▶ **Il compito**
Copia parola per parola la parte del brano sulla libertà di informazione che si apre con "Il detto di" e si chiude con "nostra classe dirigente).".

▶ **Brano di testo**
·····
E ci ritroviamo a subire un'escalation di attacchi (che arriva perfino a ricorrere alla via giudiziaria per intimidirci), che per qualche anno si era assopita, e che ci ricorda i primi mesi di vita del giornale e coincide, guardacaso, con la presenza al governo del Paese e della città di una destra che ha asservito tutta l'informazione televisiva e tenta di fare la stessa cosa con la carta stampata, creando difficoltà di accesso alle fonti (che in qualche caso danno notizie solo agli “amici”), ostacolando chi, come noi, vuole fare informazione trasparente su temi scomodi e difficili (siamo stati gli unici a trattarli in questa città) ed è pronta ad utilizzare impropriamente anche le istituzioni per questo fine.
Il detto di Beccaria, secondo cui «non vi è libertà ogni qualvolta le leggi permettono che in alcuni eventi l'uomo cessi d'esser persona e diventi cosa», non va dimenticato in questi giorni bui che stiamo vivendo.
I rischi che corre oggi la democrazia derivano anche dalla pigrizia morale di chi sempre più preferisce alla soluzione giusta, quella accomodante, perché non turba il quieto vivere, anche perché l'intransigenza costa fatica. Ma quando «la politica entra nella giustizia, la giustizia esce dalla finestra», diceva un altro padre della patria, Luigi Einaudi (è amaro pensare quale dequalificazione ha subito oggi la nostra classe dirigente).
·····
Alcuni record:

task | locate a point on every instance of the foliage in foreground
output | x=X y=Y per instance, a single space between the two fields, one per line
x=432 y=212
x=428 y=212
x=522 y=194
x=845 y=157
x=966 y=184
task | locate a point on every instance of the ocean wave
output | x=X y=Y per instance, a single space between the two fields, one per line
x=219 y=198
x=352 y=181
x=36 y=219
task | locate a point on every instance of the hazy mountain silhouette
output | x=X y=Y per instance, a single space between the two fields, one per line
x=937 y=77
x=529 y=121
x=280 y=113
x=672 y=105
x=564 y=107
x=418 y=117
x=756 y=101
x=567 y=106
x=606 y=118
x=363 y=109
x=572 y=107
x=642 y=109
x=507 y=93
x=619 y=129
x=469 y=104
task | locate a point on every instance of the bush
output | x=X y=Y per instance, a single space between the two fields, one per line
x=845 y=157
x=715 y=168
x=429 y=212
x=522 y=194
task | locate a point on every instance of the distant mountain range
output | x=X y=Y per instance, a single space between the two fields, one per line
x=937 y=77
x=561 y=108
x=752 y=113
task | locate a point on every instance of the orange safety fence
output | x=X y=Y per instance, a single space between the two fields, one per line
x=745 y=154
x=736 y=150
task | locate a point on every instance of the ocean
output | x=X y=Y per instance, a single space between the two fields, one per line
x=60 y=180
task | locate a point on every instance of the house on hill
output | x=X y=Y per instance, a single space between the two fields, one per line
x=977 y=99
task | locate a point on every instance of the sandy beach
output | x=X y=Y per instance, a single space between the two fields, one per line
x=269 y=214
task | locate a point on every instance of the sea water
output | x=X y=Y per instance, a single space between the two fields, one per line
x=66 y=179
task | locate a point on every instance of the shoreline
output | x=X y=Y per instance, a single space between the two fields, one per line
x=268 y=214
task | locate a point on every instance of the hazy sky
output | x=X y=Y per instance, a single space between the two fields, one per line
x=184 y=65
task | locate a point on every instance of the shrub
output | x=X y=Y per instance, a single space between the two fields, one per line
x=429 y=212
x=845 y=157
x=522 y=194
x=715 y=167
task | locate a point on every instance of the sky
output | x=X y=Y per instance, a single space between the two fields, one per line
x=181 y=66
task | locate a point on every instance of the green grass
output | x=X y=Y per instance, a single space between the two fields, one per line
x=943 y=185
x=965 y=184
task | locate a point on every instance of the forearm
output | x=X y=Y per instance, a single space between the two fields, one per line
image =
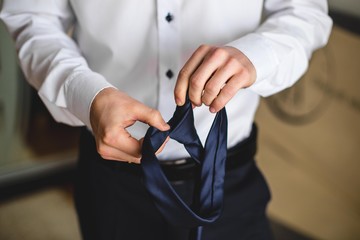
x=51 y=60
x=282 y=46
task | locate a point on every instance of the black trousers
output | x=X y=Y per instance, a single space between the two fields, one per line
x=113 y=204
·····
▶ **Risultato qui sotto**
Il detto di Beccaria, secondo cui «non vi è libertà ogni qualvolta le leggi permettono che in alcuni eventi l'uomo cessi d'esser persona e diventi cosa», non va dimenticato in questi giorni bui che stiamo vivendo.
I rischi che corre oggi la democrazia derivano anche dalla pigrizia morale di chi sempre più preferisce alla soluzione giusta, quella accomodante, perché non turba il quieto vivere, anche perché l'intransigenza costa fatica. Ma quando «la politica entra nella giustizia, la giustizia esce dalla finestra», diceva un altro padre della patria, Luigi Einaudi (è amaro pensare quale dequalificazione ha subito oggi la nostra classe dirigente).